***** EXTRACTED RECORDS *****

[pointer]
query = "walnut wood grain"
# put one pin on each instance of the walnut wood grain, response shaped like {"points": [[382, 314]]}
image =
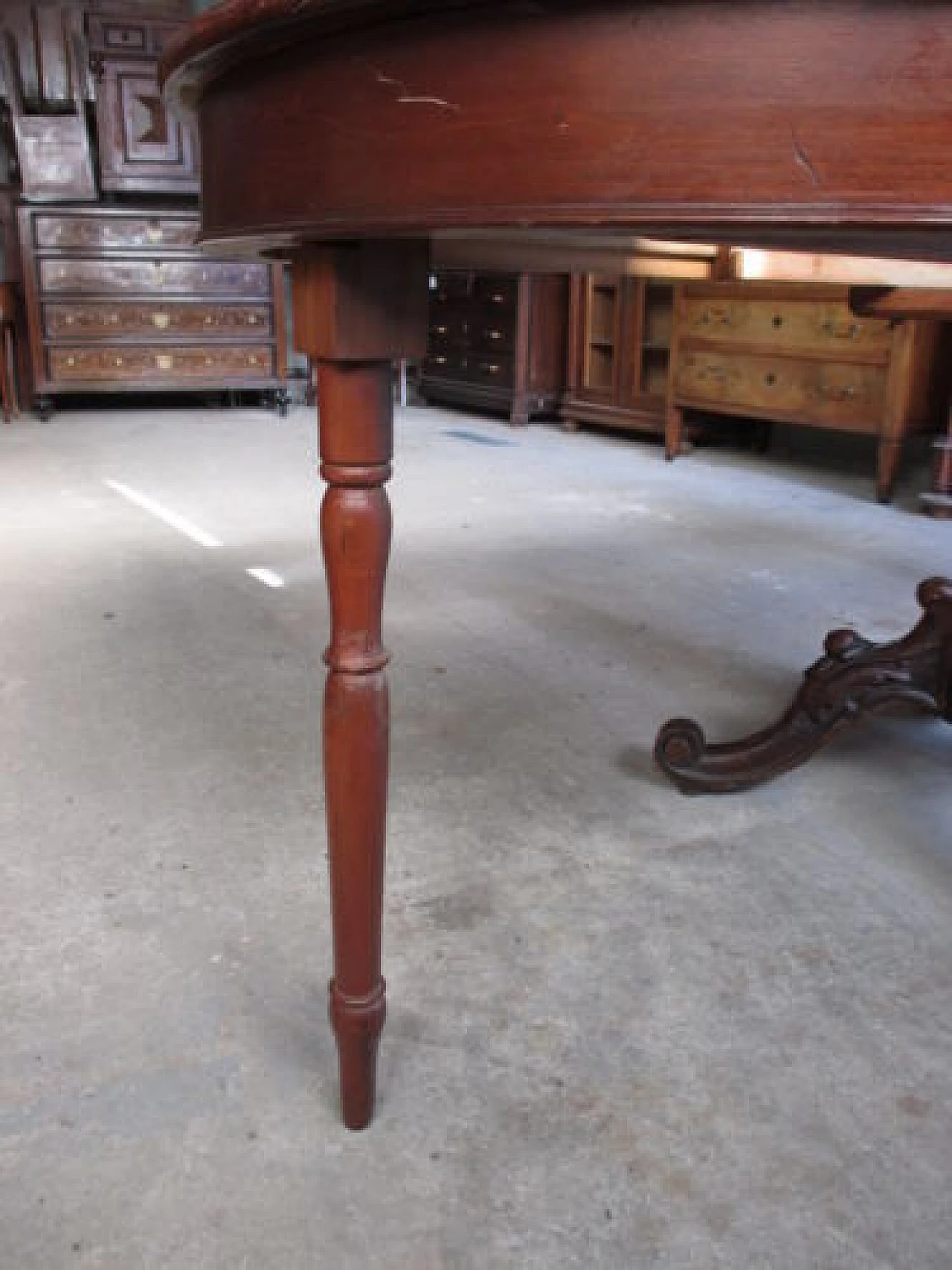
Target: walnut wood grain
{"points": [[99, 231], [855, 679], [134, 365], [118, 318]]}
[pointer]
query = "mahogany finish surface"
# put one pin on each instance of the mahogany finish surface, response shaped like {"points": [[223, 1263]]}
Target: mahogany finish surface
{"points": [[788, 124]]}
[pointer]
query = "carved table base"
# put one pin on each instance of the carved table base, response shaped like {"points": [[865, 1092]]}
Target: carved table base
{"points": [[855, 679]]}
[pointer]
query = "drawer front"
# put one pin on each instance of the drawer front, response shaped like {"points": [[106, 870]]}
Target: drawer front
{"points": [[835, 394], [98, 233], [120, 34], [125, 36], [447, 364], [187, 277], [451, 289], [800, 327], [495, 371], [498, 291], [448, 330], [131, 365], [98, 321], [493, 338]]}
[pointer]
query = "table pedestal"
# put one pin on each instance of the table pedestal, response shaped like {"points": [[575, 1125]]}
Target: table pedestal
{"points": [[855, 679]]}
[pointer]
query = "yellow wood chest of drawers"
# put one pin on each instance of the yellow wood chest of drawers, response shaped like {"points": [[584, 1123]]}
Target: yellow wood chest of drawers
{"points": [[792, 352]]}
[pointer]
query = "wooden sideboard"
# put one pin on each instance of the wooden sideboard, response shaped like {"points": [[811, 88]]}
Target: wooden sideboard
{"points": [[620, 352], [497, 341], [792, 352], [120, 300]]}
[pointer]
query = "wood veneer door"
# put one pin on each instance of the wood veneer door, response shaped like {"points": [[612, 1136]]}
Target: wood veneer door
{"points": [[143, 147]]}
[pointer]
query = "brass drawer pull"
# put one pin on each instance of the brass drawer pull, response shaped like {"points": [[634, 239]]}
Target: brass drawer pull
{"points": [[842, 330], [846, 393]]}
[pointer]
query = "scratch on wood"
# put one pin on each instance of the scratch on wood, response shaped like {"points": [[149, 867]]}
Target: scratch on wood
{"points": [[408, 98], [803, 159]]}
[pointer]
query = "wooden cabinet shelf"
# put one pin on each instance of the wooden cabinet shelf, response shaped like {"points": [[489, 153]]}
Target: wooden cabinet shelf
{"points": [[619, 353]]}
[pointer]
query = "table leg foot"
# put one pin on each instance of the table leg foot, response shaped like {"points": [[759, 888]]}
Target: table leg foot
{"points": [[357, 1022], [855, 679]]}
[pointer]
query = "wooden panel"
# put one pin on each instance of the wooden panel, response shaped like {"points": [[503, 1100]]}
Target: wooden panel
{"points": [[822, 327], [187, 277], [94, 233], [135, 365], [54, 39], [54, 156], [839, 395], [75, 321]]}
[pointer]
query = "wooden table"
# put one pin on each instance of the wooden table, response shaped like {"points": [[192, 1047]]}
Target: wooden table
{"points": [[348, 134]]}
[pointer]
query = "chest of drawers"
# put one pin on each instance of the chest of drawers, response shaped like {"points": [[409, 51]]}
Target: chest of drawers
{"points": [[795, 353], [497, 342], [120, 300]]}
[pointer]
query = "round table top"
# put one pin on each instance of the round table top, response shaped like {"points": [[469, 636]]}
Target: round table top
{"points": [[817, 126]]}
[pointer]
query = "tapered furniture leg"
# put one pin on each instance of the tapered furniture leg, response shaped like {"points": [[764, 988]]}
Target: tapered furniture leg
{"points": [[853, 680], [357, 432], [358, 307]]}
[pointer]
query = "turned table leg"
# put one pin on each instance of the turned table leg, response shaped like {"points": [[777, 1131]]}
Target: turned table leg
{"points": [[853, 680], [357, 432], [358, 307]]}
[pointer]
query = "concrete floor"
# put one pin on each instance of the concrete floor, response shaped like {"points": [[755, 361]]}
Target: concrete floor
{"points": [[627, 1029]]}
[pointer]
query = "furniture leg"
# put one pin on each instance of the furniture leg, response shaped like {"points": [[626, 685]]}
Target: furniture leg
{"points": [[356, 434], [887, 469], [358, 307], [855, 679], [5, 380], [673, 432]]}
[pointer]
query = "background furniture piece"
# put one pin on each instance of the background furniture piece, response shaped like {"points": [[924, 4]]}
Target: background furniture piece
{"points": [[120, 300], [52, 147], [116, 296], [143, 149], [497, 342], [795, 353], [716, 118], [8, 348], [939, 501]]}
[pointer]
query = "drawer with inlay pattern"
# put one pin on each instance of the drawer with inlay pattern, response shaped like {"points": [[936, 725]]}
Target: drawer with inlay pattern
{"points": [[113, 233], [840, 394], [120, 298], [95, 321], [826, 328], [159, 275], [794, 352], [138, 365]]}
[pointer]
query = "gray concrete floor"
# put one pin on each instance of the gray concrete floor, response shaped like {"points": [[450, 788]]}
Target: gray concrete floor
{"points": [[627, 1029]]}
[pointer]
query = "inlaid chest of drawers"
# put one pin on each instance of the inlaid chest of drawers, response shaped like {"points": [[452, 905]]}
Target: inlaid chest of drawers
{"points": [[794, 352], [120, 300]]}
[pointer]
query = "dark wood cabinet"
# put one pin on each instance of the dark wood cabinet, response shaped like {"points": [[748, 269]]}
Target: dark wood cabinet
{"points": [[620, 352], [120, 300], [497, 342], [143, 147]]}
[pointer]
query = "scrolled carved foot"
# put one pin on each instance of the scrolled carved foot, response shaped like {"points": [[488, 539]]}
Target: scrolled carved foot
{"points": [[856, 677]]}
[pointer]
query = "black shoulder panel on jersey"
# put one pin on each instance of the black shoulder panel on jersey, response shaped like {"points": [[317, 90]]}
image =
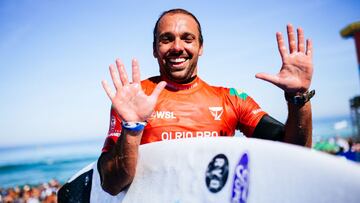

*****

▸ **EXERCISE GOAL**
Count the lines of the records that contain the string "background", treating case as significant. Give only the number.

▸ **SOLVED PROBLEM**
3